*** Provided passage ***

Researchers conducting a large clinical trial of people infected with both HIV and hepatitis C have some positive news to report. According to their study, patients who are treated with a newer combination of drugs are significantly more likely to rid their bodies of HCV than those who receive standard therapy.
The finding is important because as many as 300,000 of the estimated 1 million Americans infected with HIV also have HCV, and as people live longer with HIV, HCV is becoming a serious health problem.
The multinational study compared treatment with the drugs peginterferon alfa-2a (Pegasys) and ribavirin (Copegus) to treatment with the older treatment of interferon (Roferon-A) and ribavirin. Results showed the Pegasys-ribavirin combo was 40-percent effective in reducing HCV RNA to undetectable levels, compared to 12 percent for the older treatment. The drugs were even more effective in patients with the HCV genotypes 2 and 3, reaching 62-percent effectiveness. Patients with these genotypes who were on interferon-ribavirin saw a 36-percent effectiveness rate.The Pegasys-ribavirin combination in patients with genotype 1, typically the most difficult to treat HCV genotype, was 29-percent effective. This compares to an effectiveness of 7 percent among those taking interferon-ribavirin.

*** End of Provided passage ***
*** Dataset content ***

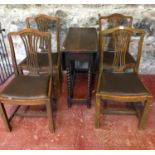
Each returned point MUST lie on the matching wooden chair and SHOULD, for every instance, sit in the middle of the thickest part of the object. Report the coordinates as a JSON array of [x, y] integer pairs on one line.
[[31, 89], [119, 85], [50, 24], [111, 21]]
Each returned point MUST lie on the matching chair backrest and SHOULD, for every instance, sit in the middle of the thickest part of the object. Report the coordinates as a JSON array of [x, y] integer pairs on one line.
[[111, 21], [46, 23], [122, 38], [31, 39]]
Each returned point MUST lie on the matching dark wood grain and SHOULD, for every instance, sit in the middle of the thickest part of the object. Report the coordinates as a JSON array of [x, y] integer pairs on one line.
[[81, 40]]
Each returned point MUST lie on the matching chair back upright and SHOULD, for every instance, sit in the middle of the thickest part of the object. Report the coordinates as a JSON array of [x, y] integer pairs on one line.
[[122, 39], [31, 38], [111, 21], [45, 23]]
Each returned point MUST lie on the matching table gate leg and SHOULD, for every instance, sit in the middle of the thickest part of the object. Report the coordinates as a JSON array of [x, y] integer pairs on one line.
[[89, 86], [69, 86]]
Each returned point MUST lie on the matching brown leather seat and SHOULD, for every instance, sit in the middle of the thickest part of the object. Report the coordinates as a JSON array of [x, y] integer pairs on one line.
[[27, 87], [118, 85], [122, 84], [108, 58], [43, 60], [33, 88]]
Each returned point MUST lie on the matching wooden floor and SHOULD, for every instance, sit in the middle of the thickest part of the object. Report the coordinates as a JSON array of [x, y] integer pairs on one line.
[[75, 127]]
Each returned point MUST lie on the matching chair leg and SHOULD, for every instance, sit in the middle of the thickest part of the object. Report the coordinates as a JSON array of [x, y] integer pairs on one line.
[[144, 114], [97, 119], [4, 117], [57, 82], [50, 116]]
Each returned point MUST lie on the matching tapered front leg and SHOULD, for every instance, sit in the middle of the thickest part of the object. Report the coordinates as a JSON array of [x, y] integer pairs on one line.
[[50, 117], [144, 113], [4, 117]]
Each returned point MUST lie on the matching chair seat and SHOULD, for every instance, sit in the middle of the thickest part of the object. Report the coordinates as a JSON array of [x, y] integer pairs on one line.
[[122, 84], [27, 87], [43, 60], [109, 57]]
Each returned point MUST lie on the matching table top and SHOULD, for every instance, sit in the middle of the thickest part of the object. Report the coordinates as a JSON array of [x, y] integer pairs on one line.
[[80, 40]]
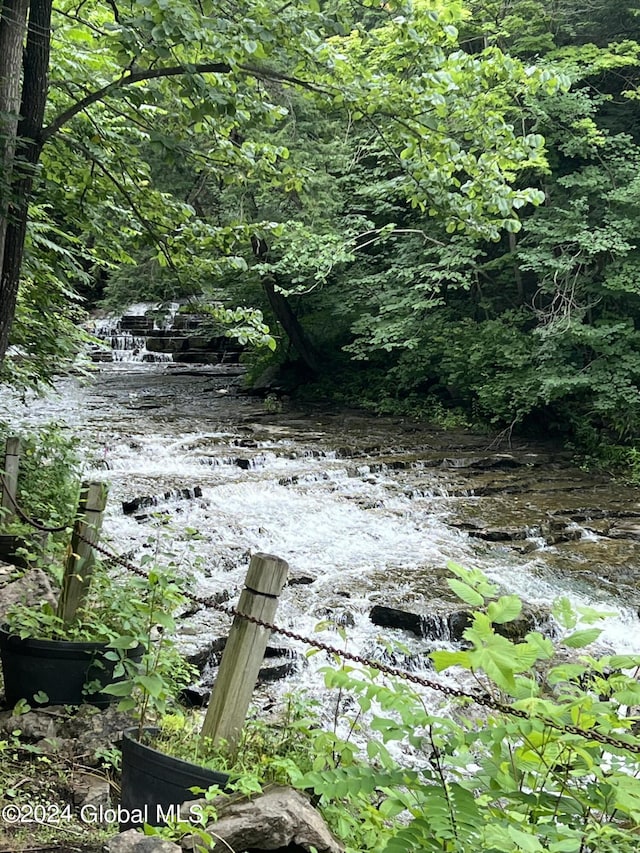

*** End of Dataset content ***

**Exercise prompt**.
Reproduce the passage on the HIV and hepatitis C trial verbatim, from "The finding is" to "serious health problem.", inclusive.

**Solution**.
The finding is important because as many as 300,000 of the estimated 1 million Americans infected with HIV also have HCV, and as people live longer with HIV, HCV is becoming a serious health problem.